(Stored data entries)
□ □ □ □ □ □ □

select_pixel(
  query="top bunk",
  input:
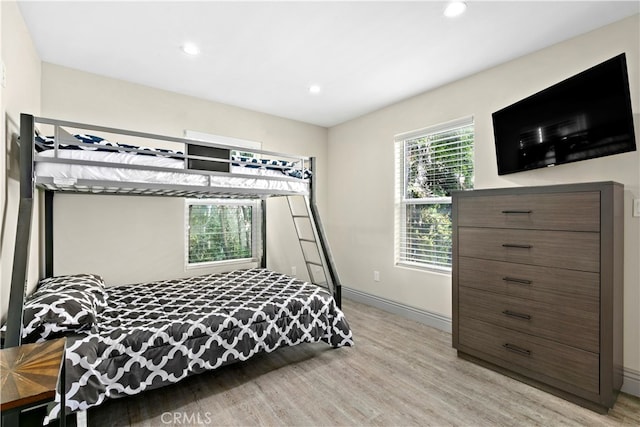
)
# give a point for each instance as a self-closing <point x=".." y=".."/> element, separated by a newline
<point x="80" y="158"/>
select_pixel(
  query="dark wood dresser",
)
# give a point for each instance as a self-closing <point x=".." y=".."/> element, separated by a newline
<point x="537" y="286"/>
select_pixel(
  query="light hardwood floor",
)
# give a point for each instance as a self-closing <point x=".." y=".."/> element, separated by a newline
<point x="399" y="373"/>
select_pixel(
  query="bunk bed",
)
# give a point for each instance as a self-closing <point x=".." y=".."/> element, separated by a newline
<point x="122" y="340"/>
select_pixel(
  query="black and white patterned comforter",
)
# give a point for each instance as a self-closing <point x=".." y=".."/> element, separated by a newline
<point x="158" y="333"/>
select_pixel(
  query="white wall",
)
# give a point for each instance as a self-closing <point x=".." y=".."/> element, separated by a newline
<point x="21" y="94"/>
<point x="135" y="239"/>
<point x="361" y="208"/>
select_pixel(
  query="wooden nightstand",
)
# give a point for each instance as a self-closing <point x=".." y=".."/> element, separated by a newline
<point x="29" y="376"/>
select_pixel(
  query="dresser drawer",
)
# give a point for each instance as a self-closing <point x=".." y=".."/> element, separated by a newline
<point x="552" y="362"/>
<point x="567" y="324"/>
<point x="544" y="284"/>
<point x="563" y="249"/>
<point x="561" y="211"/>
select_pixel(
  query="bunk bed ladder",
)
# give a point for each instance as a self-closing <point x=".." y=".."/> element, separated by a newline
<point x="315" y="249"/>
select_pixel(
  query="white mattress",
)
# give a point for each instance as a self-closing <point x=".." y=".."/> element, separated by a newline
<point x="63" y="173"/>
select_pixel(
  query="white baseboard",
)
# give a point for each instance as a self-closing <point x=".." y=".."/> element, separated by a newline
<point x="430" y="319"/>
<point x="631" y="382"/>
<point x="631" y="378"/>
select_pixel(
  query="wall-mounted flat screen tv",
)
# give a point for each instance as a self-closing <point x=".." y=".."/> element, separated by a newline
<point x="583" y="117"/>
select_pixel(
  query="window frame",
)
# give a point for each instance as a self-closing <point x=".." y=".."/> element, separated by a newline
<point x="402" y="201"/>
<point x="256" y="231"/>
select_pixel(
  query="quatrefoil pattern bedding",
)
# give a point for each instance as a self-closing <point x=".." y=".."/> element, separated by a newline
<point x="158" y="333"/>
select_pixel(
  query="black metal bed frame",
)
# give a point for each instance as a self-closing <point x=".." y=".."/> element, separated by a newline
<point x="25" y="213"/>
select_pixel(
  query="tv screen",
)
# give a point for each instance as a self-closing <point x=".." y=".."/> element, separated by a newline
<point x="585" y="116"/>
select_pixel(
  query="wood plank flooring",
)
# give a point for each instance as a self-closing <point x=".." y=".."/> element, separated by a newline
<point x="399" y="373"/>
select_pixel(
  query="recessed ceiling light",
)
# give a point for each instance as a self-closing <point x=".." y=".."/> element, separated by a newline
<point x="190" y="49"/>
<point x="314" y="89"/>
<point x="455" y="8"/>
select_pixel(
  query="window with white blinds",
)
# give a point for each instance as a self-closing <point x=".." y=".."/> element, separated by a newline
<point x="430" y="164"/>
<point x="221" y="231"/>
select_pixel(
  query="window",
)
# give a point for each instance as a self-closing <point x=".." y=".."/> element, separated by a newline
<point x="430" y="164"/>
<point x="221" y="231"/>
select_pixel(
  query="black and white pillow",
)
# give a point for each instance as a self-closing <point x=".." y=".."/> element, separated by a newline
<point x="96" y="143"/>
<point x="49" y="315"/>
<point x="91" y="284"/>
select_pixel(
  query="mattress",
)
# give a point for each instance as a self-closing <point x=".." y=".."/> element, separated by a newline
<point x="154" y="334"/>
<point x="68" y="174"/>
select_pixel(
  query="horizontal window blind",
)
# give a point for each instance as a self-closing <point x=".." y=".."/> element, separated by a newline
<point x="431" y="164"/>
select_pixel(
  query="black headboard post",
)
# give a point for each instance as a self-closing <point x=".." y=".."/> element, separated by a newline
<point x="48" y="233"/>
<point x="263" y="230"/>
<point x="23" y="234"/>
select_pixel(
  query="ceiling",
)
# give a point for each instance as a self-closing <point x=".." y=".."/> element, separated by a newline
<point x="265" y="55"/>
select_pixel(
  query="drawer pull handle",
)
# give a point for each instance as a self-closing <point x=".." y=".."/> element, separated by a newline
<point x="517" y="349"/>
<point x="518" y="315"/>
<point x="517" y="212"/>
<point x="515" y="280"/>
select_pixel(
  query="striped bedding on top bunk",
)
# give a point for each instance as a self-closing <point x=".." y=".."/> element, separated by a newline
<point x="127" y="163"/>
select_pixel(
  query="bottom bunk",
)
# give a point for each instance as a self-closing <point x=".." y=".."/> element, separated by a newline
<point x="123" y="340"/>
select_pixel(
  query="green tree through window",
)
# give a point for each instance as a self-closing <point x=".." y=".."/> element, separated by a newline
<point x="432" y="164"/>
<point x="220" y="231"/>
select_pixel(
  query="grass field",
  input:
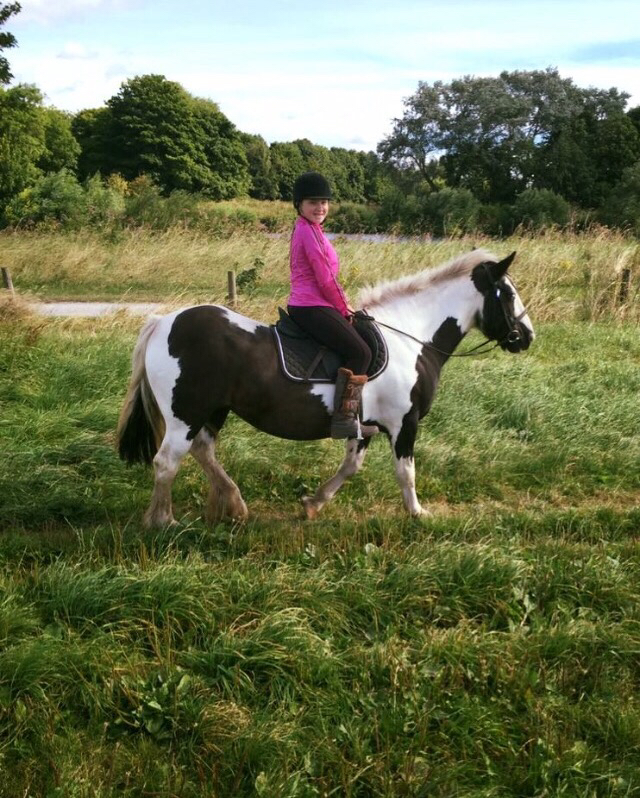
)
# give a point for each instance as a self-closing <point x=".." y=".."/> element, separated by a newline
<point x="490" y="650"/>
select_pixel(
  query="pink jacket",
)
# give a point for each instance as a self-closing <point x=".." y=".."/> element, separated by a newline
<point x="314" y="269"/>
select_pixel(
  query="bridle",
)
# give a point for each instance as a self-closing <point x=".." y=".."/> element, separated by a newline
<point x="512" y="336"/>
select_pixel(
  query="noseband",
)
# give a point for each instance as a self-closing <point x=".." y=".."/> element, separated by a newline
<point x="513" y="335"/>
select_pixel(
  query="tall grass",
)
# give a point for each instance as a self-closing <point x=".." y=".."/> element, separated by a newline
<point x="563" y="276"/>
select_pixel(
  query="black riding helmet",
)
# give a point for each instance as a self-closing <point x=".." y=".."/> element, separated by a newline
<point x="310" y="185"/>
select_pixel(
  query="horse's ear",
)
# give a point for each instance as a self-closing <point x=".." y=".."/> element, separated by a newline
<point x="499" y="269"/>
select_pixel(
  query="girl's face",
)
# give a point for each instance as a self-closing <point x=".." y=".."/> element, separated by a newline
<point x="314" y="210"/>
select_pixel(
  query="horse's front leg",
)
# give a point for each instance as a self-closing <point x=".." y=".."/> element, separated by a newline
<point x="402" y="444"/>
<point x="354" y="457"/>
<point x="225" y="499"/>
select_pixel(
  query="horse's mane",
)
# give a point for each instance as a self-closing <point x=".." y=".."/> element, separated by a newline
<point x="388" y="290"/>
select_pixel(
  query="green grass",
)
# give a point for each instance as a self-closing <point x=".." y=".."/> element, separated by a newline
<point x="490" y="650"/>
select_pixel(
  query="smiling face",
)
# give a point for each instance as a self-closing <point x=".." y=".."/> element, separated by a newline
<point x="314" y="210"/>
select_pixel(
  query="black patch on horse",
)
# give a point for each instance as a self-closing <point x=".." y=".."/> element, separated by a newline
<point x="303" y="359"/>
<point x="429" y="364"/>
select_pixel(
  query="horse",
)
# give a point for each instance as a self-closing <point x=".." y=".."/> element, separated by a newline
<point x="191" y="367"/>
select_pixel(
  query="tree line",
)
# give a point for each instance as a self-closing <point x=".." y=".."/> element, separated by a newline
<point x="490" y="153"/>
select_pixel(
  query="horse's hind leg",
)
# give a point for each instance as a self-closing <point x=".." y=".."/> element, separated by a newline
<point x="166" y="463"/>
<point x="225" y="500"/>
<point x="354" y="457"/>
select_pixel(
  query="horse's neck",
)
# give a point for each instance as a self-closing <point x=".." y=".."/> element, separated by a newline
<point x="422" y="314"/>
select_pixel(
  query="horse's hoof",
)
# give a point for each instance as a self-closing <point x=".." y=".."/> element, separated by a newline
<point x="420" y="512"/>
<point x="310" y="509"/>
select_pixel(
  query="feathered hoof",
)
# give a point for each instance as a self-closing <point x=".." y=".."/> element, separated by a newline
<point x="310" y="508"/>
<point x="421" y="512"/>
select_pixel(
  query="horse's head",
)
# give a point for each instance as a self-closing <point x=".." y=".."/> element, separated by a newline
<point x="502" y="317"/>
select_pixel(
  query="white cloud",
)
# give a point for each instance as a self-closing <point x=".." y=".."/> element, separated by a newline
<point x="47" y="11"/>
<point x="75" y="50"/>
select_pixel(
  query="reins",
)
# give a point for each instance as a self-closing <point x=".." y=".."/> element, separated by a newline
<point x="473" y="352"/>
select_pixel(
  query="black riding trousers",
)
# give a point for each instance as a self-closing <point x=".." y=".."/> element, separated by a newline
<point x="331" y="329"/>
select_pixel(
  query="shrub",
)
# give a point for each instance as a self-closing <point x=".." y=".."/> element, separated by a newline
<point x="349" y="217"/>
<point x="537" y="208"/>
<point x="622" y="208"/>
<point x="56" y="199"/>
<point x="104" y="203"/>
<point x="496" y="220"/>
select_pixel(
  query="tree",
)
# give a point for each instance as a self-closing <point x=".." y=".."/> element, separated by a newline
<point x="498" y="136"/>
<point x="22" y="138"/>
<point x="153" y="126"/>
<point x="153" y="132"/>
<point x="92" y="129"/>
<point x="263" y="182"/>
<point x="7" y="40"/>
<point x="61" y="148"/>
<point x="622" y="205"/>
<point x="288" y="163"/>
<point x="227" y="168"/>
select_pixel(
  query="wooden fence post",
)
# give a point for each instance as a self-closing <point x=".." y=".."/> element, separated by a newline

□ □ □ □ □ □ □

▶ _What you have to do_: Wherever a line in the data above holds "grass", copy that line.

▶ _Answer box_:
  query="grass field",
  query="tall grass",
  query="green grass",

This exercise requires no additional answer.